- Data:
** Start **

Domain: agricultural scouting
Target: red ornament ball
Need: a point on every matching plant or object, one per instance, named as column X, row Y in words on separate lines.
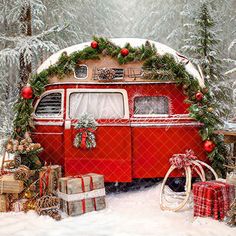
column 27, row 92
column 124, row 52
column 199, row 96
column 94, row 44
column 209, row 146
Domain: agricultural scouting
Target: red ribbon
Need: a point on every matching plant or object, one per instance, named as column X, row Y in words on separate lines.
column 44, row 181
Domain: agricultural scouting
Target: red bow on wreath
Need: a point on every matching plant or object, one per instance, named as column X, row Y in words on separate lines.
column 84, row 136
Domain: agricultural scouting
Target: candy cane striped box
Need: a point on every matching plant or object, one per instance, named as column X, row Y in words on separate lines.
column 81, row 194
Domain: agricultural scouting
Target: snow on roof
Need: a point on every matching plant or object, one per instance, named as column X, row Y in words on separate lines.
column 134, row 42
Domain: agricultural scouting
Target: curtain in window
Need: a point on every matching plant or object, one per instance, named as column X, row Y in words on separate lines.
column 151, row 105
column 100, row 105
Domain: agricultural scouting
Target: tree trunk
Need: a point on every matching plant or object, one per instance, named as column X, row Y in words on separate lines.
column 26, row 30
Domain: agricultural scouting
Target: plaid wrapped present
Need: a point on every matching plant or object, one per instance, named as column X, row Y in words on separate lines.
column 8, row 184
column 48, row 179
column 81, row 194
column 7, row 200
column 212, row 198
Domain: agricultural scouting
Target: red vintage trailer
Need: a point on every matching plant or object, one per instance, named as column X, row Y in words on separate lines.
column 141, row 123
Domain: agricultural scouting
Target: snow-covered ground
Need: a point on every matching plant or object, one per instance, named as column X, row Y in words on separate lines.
column 134, row 213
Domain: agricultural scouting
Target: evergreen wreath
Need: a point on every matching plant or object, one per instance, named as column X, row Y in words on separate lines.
column 86, row 137
column 157, row 68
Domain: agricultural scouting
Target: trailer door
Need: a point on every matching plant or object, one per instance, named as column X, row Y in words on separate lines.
column 112, row 155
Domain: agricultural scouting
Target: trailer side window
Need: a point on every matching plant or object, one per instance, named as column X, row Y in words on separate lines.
column 49, row 105
column 81, row 72
column 102, row 105
column 151, row 105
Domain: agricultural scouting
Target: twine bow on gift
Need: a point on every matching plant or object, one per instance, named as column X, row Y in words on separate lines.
column 183, row 160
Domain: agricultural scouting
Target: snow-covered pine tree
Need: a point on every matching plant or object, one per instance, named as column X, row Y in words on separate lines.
column 23, row 39
column 202, row 48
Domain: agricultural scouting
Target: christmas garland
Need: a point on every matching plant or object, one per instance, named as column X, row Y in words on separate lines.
column 157, row 68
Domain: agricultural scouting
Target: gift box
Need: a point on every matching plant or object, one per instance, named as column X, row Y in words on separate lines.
column 81, row 194
column 8, row 184
column 48, row 179
column 212, row 198
column 18, row 205
column 6, row 201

** End **

- Stated goal: Pictures are excluded; repeat every record exactly.

- Answer to this exercise:
Domain: agricultural scouting
Target: red ornament ball
Need: a point on every matching plant or object, one per instance, named as column X, row Y in words on separate lines.
column 27, row 92
column 124, row 52
column 199, row 96
column 94, row 44
column 209, row 146
Domain: agricultural scouting
Target: red ribbon
Need: a point on every matching plant or object, one per instance, named as column X, row Y in words on separate lines.
column 44, row 181
Domain: agricultural scouting
Target: red bow on wreath
Need: a point on every matching plant or object, one per instance, named as column X, row Y in words on separate lines.
column 84, row 136
Domain: agricultural scouting
Target: candy cane striped box
Need: a point on every matching plant or object, one per instance, named as column X, row Y in words on separate lines.
column 81, row 194
Domain: agricultural scouting
Target: snow on roof
Need: a point on every matching plant or object, one per instance, named as column X, row Y in words on separate lines.
column 134, row 42
Domain: agricultural scouting
Target: curtain in window
Need: a point on every matching plant or object, one per instance, named as column X, row Y in words on separate lines.
column 151, row 105
column 100, row 105
Domain: agricultural scouting
Target: tree trunk
Need: a point on every matching plant or object, one per instance, named as column X, row Y in words on separate lines.
column 26, row 30
Domain: agricultural scouting
Target: plaid wrapped present
Need: a point on every matching plant or object, one per instance, named as column X, row Y in words on separate lines.
column 8, row 184
column 48, row 179
column 81, row 194
column 7, row 200
column 212, row 198
Domain: agricultural scouting
Target: red vintage trailer
Need: a point on every matching plant or object, one per instance, named as column X, row Y in words on separate lines.
column 141, row 123
Domain: agricultural scouting
Target: snow-covered ground
Need: a point on every matching plant or object, one per instance, named as column X, row Y in words on separate lines.
column 134, row 213
Domain: agricultural scouting
Target: evergreen wreath
Need: a point on every matching plant or object, one per instance, named as column X, row Y in words on separate lines.
column 86, row 137
column 157, row 68
Domain: agricultural scouting
Target: trailer door
Need: a point on every matching plant or object, one per instance, named as column X, row Y in words on separate lines.
column 112, row 155
Domain: agricultural scouting
Target: trailer side window
Need: a point on every matching plant or object, one per instance, named as column X, row Y in words on separate lines.
column 49, row 105
column 81, row 72
column 102, row 105
column 151, row 105
Domain: agricultural scouting
Target: twine bow on gift
Need: a point on every matching plant or object, one per instance, named as column X, row Y in words on separate lines.
column 183, row 160
Domain: agricultural scouting
Target: snow-covered pine tree
Need: a point on every matching plant or object, one per instance, named as column X, row Y in words on separate lines.
column 23, row 39
column 202, row 48
Domain: agricultural scouting
Target: christmas garland
Need: a point on every matching plant or object, one per instance, named as column X, row Y in words on separate lines.
column 157, row 68
Domain: agricultural scouting
Target: gift box
Need: a point on every matching plant or object, one per instance, named as column X, row Y in words on separate lines.
column 81, row 194
column 8, row 184
column 48, row 179
column 212, row 198
column 18, row 205
column 6, row 201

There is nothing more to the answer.